→ What you are asked to do
Rewrite these lines with "pixel coordinates" changed to "image coordinates" everywhere it appears, leaving everything else the same. Omit the pictures from your answer.

━━━

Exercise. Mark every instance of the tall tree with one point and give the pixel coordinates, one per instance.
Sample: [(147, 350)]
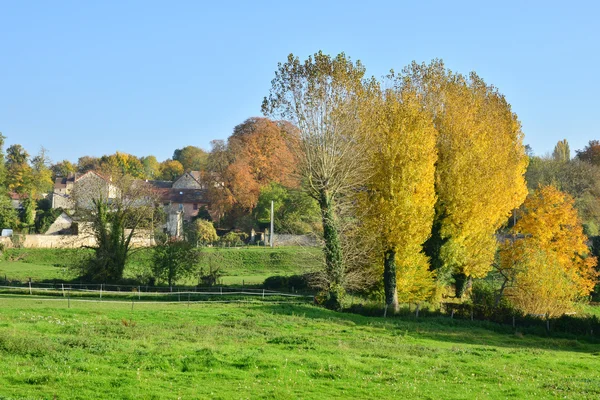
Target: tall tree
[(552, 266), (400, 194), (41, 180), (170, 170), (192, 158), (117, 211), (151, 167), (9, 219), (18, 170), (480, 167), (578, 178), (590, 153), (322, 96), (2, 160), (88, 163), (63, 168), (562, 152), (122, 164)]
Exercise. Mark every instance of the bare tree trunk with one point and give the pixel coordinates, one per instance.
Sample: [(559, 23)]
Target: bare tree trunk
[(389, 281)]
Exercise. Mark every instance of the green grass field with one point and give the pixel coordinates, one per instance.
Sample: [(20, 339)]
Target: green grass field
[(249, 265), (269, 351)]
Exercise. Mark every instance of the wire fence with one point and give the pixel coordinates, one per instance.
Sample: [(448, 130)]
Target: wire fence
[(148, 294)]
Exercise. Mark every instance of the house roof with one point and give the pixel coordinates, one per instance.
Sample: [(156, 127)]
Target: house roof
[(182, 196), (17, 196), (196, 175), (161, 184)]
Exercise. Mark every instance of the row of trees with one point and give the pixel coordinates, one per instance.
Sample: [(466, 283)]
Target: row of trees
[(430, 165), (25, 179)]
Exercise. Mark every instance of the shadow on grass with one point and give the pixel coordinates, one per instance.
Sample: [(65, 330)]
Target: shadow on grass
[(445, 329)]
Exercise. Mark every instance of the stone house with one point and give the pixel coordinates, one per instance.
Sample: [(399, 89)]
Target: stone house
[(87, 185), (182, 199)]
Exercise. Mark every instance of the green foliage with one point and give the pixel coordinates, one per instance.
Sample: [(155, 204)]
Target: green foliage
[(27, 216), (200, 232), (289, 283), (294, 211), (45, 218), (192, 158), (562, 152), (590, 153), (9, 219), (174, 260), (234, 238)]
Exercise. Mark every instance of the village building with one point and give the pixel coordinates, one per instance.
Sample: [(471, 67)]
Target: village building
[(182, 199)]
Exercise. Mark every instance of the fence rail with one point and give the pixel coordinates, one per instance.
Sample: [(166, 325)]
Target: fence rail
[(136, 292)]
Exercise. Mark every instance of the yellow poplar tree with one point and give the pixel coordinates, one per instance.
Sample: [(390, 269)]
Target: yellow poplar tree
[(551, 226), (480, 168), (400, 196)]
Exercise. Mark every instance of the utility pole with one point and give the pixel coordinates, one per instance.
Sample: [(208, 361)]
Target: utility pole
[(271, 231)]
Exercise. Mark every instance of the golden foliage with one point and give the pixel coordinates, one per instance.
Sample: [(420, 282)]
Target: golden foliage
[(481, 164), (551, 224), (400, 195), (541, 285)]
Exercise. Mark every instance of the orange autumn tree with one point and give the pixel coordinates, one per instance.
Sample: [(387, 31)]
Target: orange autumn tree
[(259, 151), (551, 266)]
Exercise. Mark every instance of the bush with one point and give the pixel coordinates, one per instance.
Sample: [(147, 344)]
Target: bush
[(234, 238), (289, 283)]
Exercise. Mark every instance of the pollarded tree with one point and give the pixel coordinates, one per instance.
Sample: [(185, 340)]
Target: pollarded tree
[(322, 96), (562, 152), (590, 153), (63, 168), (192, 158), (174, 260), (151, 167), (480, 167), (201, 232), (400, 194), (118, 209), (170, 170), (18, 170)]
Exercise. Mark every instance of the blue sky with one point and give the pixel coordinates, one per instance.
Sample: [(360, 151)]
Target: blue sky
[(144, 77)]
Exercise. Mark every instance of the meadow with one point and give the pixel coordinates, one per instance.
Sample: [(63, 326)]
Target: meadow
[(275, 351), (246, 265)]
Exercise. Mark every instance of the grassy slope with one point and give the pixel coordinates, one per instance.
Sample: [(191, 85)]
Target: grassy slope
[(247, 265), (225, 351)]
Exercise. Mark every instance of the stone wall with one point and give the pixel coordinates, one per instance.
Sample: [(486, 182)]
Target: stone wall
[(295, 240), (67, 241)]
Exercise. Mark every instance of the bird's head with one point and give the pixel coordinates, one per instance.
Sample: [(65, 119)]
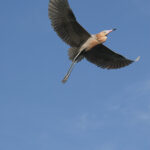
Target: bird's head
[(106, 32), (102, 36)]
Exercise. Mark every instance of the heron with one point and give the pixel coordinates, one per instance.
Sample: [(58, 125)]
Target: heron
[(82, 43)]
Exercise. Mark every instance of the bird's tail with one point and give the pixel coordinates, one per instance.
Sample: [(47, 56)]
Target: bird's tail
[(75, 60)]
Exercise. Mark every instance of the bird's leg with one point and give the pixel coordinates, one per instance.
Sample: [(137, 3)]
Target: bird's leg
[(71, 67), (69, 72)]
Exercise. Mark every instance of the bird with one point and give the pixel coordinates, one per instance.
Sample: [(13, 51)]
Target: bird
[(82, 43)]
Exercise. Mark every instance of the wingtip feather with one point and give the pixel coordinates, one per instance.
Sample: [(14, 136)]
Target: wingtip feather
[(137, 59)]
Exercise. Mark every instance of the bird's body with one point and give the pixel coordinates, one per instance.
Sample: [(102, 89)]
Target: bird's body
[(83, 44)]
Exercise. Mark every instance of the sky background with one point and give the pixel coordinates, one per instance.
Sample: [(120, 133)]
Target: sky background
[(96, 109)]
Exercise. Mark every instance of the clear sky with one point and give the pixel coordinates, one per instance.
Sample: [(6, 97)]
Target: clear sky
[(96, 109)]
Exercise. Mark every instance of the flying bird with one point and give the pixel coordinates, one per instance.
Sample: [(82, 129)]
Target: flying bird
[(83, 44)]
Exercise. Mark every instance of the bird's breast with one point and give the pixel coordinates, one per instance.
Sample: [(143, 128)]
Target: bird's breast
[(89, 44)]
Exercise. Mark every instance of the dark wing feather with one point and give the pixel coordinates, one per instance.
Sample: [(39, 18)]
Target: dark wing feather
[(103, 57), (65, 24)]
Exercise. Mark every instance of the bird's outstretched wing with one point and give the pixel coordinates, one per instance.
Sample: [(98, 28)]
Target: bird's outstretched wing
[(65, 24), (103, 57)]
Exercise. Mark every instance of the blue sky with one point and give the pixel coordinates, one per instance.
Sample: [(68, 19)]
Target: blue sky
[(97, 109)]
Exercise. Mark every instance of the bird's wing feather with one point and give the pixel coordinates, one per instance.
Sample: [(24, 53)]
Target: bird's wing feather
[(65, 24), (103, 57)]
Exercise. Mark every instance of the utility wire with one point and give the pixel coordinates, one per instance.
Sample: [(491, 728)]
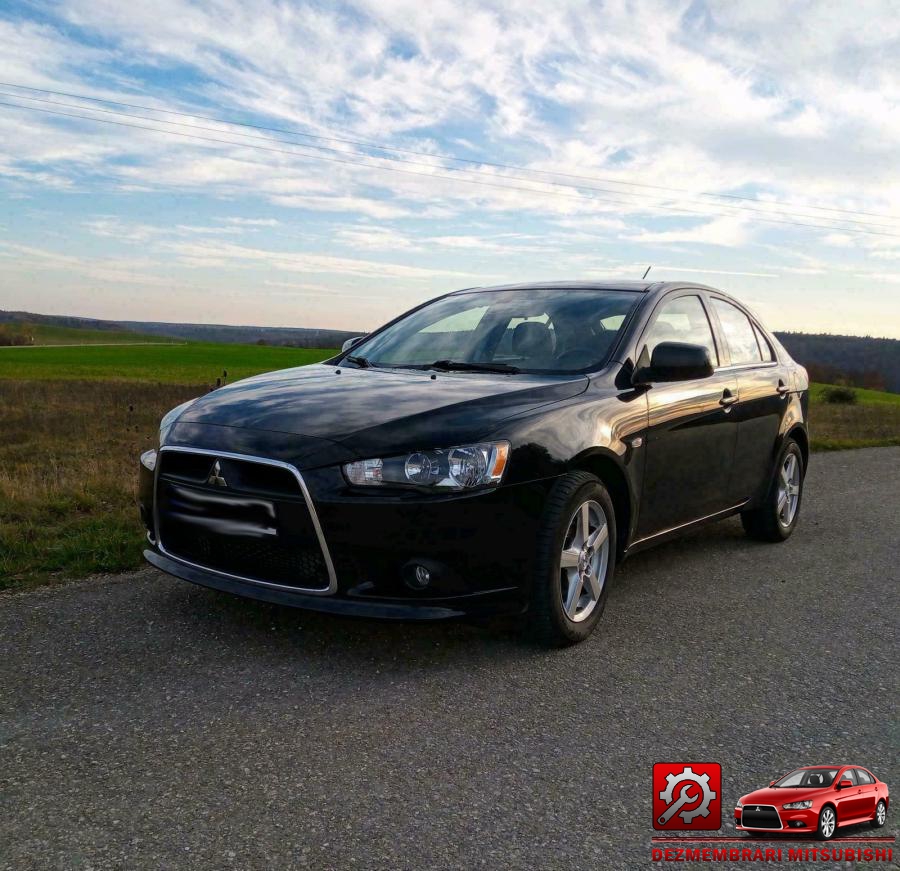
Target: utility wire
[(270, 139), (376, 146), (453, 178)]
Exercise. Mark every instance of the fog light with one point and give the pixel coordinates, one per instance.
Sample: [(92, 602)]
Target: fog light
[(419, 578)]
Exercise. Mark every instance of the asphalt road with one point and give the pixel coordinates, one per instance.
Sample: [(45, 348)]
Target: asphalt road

━━━

→ Answer to this exercise
Exercise. Mark every instance of the tall tree with one point and give the image coordinates, one per instance.
Sample: [(147, 350)]
Target: tall tree
[(552, 266), (400, 194), (41, 180), (170, 170), (192, 158), (117, 211), (151, 167), (9, 219), (18, 170), (480, 167), (578, 178), (590, 153), (322, 96), (2, 160), (88, 163), (63, 168), (562, 152), (122, 164)]
Exercise. Mark every instance of the bare tree trunk with one point and give the image coordinates, one per instance.
Sample: [(559, 23)]
Target: bare tree trunk
[(389, 281)]
Exercise. Mark every instance of the green grass field with one point and give the image coordinates, one per instance.
Sample: [(20, 339)]
Target: green grass field
[(249, 265), (269, 351)]
Exercise. Mark every instance of the wire fence with one point and give the image coordinates, one per instance.
Sample: [(448, 130)]
Target: wire fence
[(148, 294)]
Exercise. Mark every instance of the house roof with one point and give the image coordinates, one per instance.
Sample: [(156, 127)]
Target: house roof
[(182, 196), (17, 196), (196, 175), (161, 184)]
Exercise. Mark every instance of the row of trees with one point and give the image coordinates, one per instance.
Sample: [(466, 283)]
Target: row of trees
[(430, 165), (25, 179)]
Exercise. Mark every instance of the shadow on grass with one point and give the image coordinates, one per instance.
Sample: [(65, 330)]
Target: shadow on grass
[(445, 329)]
Exercise. Mark every instance of the stone house with one point and give the image coordinates, one per instance.
Sample: [(399, 89)]
Target: stone house
[(87, 185), (182, 199)]
Exercise. Mark every instance of the green foliage with one point and give the image coordinates, one per instance.
Sample: [(155, 204)]
Target: green foliage
[(27, 216), (200, 232), (289, 283), (294, 211), (45, 218), (192, 158), (562, 152), (590, 153), (9, 219), (174, 260), (234, 238)]
Exercise. Mark every instance of the village building with one point and give the image coordinates, one per instance.
Sample: [(471, 67)]
Target: village building
[(182, 199)]
Exercise. Mark every instance of the fence rail with one point and give the image coordinates, one per instance.
Sample: [(166, 325)]
Target: fence rail
[(136, 292)]
Exercise. Mark every instance of the yellow poplar tree with one point and give the image coordinates, one per instance.
Sample: [(390, 269)]
Target: yellow poplar tree
[(551, 226), (480, 168), (400, 196)]
Exercise. Mark every instance of the utility pole with one point and give the image coordinates, one per instance.
Sample: [(208, 361)]
Target: utility pole
[(271, 231)]
Exercise. Mark every instance of the golden foliage with one point and give the image coordinates, one per instance.
Sample: [(420, 282)]
Target: golden foliage
[(481, 164), (551, 224), (400, 195), (541, 285)]
Exercise. Mark every instance of the orange autumn tree with one point and give the image coordinates, one per instance.
Sample: [(387, 31)]
Target: orange autumn tree
[(259, 151), (551, 266)]
Exercise. Mark every instance of the bush with one point and give the image coordinates, one per instance.
Sample: [(147, 344)]
Target: bush
[(234, 238), (289, 283)]
Exercise. Mark every instance of the pollarded tree with one point and give the image coordinates, one per instance.
Sample: [(185, 340)]
Target: pollarded tree
[(322, 96), (562, 152), (590, 153), (63, 168), (192, 158), (174, 260), (151, 167), (480, 167), (201, 232), (400, 194), (118, 209), (170, 170), (18, 170)]
Exercise. Mark every instance of the blue sky with one point and give the image coordinates, one per instance.
Sample: [(360, 151)]
Target: blue sky
[(144, 77)]
Exercise. Mark every instance of the meadow with one point and give the image coordinates, one per instance.
Sample: [(63, 326)]
Target: meadow
[(275, 351), (246, 265)]
Exercise. Mark every instance of the grassy slope with one point and give the image coordinates, one per instance.
Sample: [(191, 85)]
Target: grassy slope
[(247, 265), (225, 351)]
Exercise. Mark every instance of the stone wall with one point and give the image coordinates, one per instance.
Sample: [(486, 182)]
Target: stone wall
[(295, 240), (67, 241)]
Exercise. Mark every instance of the bird's head with one point and give the image coordinates, one per instance.
Sample: [(65, 119)]
Target: bird's head
[(106, 32), (102, 36)]
Exercise. Mark every instance of the heron with one point and give the image coordinates, one per instance.
Sample: [(58, 125)]
Target: heron
[(82, 43)]
Exercise. Mark every instance of the bird's tail with one point and give the image coordinates, one per instance.
Sample: [(47, 56)]
Target: bird's tail
[(75, 60)]
Exercise. Mark every instance of the bird's leg with one point and give the image coordinates, one per instance.
Sample: [(137, 3)]
Target: bird's leg
[(71, 67), (69, 72)]
Exercise. Mark every instance of the bird with one point and give the image coordinates, one per instance.
Sample: [(13, 51)]
Target: bird
[(82, 43)]
Exercise. Mark every instance of the wingtip feather with one point and give the image coordinates, one per instance.
Sample: [(14, 136)]
Target: wingtip feather
[(137, 59)]
Exercise. Mark every instance of the bird's body with one point and give the image coordinates, one per instance.
Sample: [(102, 89)]
Target: bird's body
[(83, 44)]
Exercise. Mark every instance of the sky background with one point and give the image coordinates, one per instance.
Sample: [(120, 133)]
Target: sky background
[(96, 109)]
Exercise. Mark every instance of the clear sky with one point and give the image coordinates, one per instance.
Sample: [(6, 97)]
Target: clear sky
[(96, 109)]
Exercise. Mark every instance of the flying bird with one point and give the image coordinates, one per instance.
Sample: [(82, 129)]
Target: flying bird
[(83, 44)]
Exercise. Mark every instance of the bird's breast with one point and give the image coordinates, one per instance.
Sample: [(143, 128)]
Target: bird's breast
[(89, 44)]
Exercise. Mark every instance of the dark wing feather with one point and give the image coordinates, one per instance.
Sample: [(39, 18)]
Target: dark wing feather
[(103, 57), (65, 24)]
Exercise. Mark every instance of the bird's outstretched wing with one point and give the image coordinates, one per instance.
Sample: [(98, 28)]
Target: bird's outstretched wing
[(65, 24), (103, 57)]
Exercise. Mark every instance of the blue sky with one point and give the image coordinates, one per instance.
Sample: [(68, 19)]
Target: blue sky
[(97, 109)]
Exercise. Mark every instance of the bird's wing feather with one point and give the image coordinates, one per instance.
Sample: [(24, 53)]
Target: bird's wing feather
[(65, 24), (103, 57)]
Exercise. Mark every instance of the utility wire with one point and give the image coordinates, one per instance.
Sample: [(491, 728)]
Target: utility wire
[(270, 139), (376, 146), (453, 178)]
Exercise. Mark every instance of the fog light with one point and give the image coordinates, one per instance.
Sample: [(92, 602)]
Target: fog light
[(419, 578)]
Exercise. Mark every instance of the asphalt road with one point and give the image coordinates, one per instance.
Sample: [(45, 348)]
Target: asphalt road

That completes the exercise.